INSTRUCTIONS FOR THE TASK -> Can you lay out the data below as a Markdown table with the columns "Row" and "Line", numbering each line and leaving out any blank lines?

EXTRACTED INFORMATION ->
*-*-*

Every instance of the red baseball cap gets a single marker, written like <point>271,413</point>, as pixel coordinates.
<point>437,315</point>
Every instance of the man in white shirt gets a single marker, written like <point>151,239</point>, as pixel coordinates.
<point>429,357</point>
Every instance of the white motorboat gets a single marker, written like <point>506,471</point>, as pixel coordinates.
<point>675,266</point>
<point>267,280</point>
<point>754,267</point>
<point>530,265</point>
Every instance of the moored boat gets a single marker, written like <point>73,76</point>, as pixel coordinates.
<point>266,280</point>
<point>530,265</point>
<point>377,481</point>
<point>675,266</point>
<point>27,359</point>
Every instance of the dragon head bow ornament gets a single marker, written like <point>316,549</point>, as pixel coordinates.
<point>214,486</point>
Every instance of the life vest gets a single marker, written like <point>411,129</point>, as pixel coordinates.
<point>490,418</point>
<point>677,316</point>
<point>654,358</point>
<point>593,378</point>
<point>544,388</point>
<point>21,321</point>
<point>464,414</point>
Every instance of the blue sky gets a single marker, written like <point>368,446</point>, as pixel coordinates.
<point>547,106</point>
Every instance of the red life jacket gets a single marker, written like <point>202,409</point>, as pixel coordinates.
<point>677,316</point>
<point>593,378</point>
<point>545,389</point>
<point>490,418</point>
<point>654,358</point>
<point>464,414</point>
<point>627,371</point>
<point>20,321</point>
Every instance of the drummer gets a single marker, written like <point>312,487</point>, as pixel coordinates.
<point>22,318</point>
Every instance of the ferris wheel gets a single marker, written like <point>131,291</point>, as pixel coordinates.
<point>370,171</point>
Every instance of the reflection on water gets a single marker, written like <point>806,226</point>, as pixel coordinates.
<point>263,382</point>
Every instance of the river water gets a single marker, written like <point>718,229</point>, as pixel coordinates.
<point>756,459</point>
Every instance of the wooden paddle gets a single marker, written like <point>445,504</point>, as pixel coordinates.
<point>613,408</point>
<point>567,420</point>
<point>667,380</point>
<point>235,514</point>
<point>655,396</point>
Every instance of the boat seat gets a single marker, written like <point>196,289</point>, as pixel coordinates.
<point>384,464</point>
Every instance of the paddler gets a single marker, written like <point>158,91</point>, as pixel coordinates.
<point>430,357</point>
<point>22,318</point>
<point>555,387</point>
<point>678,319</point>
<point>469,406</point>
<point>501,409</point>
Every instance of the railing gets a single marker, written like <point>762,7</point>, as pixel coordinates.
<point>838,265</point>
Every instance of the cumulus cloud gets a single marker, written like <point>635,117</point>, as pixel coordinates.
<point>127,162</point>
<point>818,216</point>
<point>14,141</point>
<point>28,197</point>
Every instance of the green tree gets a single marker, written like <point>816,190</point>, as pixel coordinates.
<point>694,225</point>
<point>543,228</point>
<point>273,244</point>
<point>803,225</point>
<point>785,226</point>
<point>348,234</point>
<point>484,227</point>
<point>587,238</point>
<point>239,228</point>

*-*-*

REPLY TO THE TASK ->
| Row | Line |
|---|---|
| 1 | Every instance of the red baseball cap gets a single marker, written like <point>271,413</point>, as pixel coordinates. |
| 2 | <point>437,315</point> |
| 3 | Every instance of the man in white shirt gets a single marker, written like <point>151,239</point>, as pixel coordinates. |
| 4 | <point>429,357</point> |
| 5 | Every instance of the white motorboat gets a single marker, written like <point>506,471</point>, as pixel coordinates. |
| 6 | <point>675,266</point> |
| 7 | <point>267,280</point> |
| 8 | <point>754,267</point> |
| 9 | <point>530,265</point> |
| 10 | Every instance of the moored boat gets a single marker, written like <point>73,76</point>, as pixel coordinates. |
| 11 | <point>266,280</point> |
| 12 | <point>530,265</point> |
| 13 | <point>377,481</point> |
| 14 | <point>675,266</point> |
| 15 | <point>27,359</point> |
| 16 | Every instance of the dragon head bow ornament gets a single marker, written like <point>316,549</point>, as pixel coordinates. |
| 17 | <point>214,486</point> |
| 18 | Every instance of the life vest gets a single marker, written like <point>411,129</point>, as pixel coordinates. |
| 19 | <point>490,418</point> |
| 20 | <point>677,316</point> |
| 21 | <point>654,358</point> |
| 22 | <point>593,378</point> |
| 23 | <point>544,388</point> |
| 24 | <point>21,321</point> |
| 25 | <point>464,414</point> |
| 26 | Every instance of the blue sky gets a single marker, written like <point>368,446</point>, as pixel coordinates. |
| 27 | <point>547,106</point> |
| 28 | Every instance of the red life jacket gets a single marker, written like <point>202,409</point>, as pixel coordinates. |
| 29 | <point>677,316</point> |
| 30 | <point>593,378</point> |
| 31 | <point>545,389</point> |
| 32 | <point>490,418</point> |
| 33 | <point>654,358</point> |
| 34 | <point>464,414</point> |
| 35 | <point>627,371</point> |
| 36 | <point>20,321</point> |
| 37 | Every instance of the drummer gets a single marker, written like <point>312,487</point>, as pixel coordinates. |
| 38 | <point>22,318</point> |
| 39 | Every instance of the ferris wheel gets a single marker, written like <point>131,291</point>, as pixel coordinates. |
| 40 | <point>370,171</point> |
| 41 | Every instance of the reflection on water gets a single marker, written like <point>806,226</point>, as pixel coordinates. |
| 42 | <point>263,382</point> |
| 43 | Every instance of the river water gets a single marker, written like <point>718,229</point>, as pixel coordinates. |
| 44 | <point>756,459</point> |
| 45 | Every instance of the wooden paddle gets a single marker, written like <point>445,504</point>, as pixel coordinates. |
| 46 | <point>613,408</point> |
| 47 | <point>567,420</point> |
| 48 | <point>667,380</point> |
| 49 | <point>235,514</point> |
| 50 | <point>655,396</point> |
| 51 | Every instance of the boat seat gets a single marker, written like <point>196,289</point>, as pixel coordinates. |
| 52 | <point>384,464</point> |
| 53 | Every instance of the paddler gets a single marker, written like <point>158,91</point>, as pixel coordinates. |
| 54 | <point>430,357</point> |
| 55 | <point>22,318</point> |
| 56 | <point>555,387</point> |
| 57 | <point>678,319</point> |
| 58 | <point>469,406</point> |
| 59 | <point>501,409</point> |
| 60 | Every instance of the railing gets a single marker, written like <point>762,7</point>, as pixel coordinates. |
| 61 | <point>838,265</point> |
| 62 | Every instance of the cumulus cloud gets a single marker, written like <point>635,117</point>, as pixel coordinates. |
| 63 | <point>127,162</point> |
| 64 | <point>818,216</point> |
| 65 | <point>14,141</point> |
| 66 | <point>28,197</point> |
| 67 | Every instance of the green tree gets a single marker, written like <point>816,190</point>, as pixel coordinates. |
| 68 | <point>694,225</point> |
| 69 | <point>543,228</point> |
| 70 | <point>273,244</point> |
| 71 | <point>803,225</point> |
| 72 | <point>785,226</point> |
| 73 | <point>348,234</point> |
| 74 | <point>484,227</point> |
| 75 | <point>587,238</point> |
| 76 | <point>239,228</point> |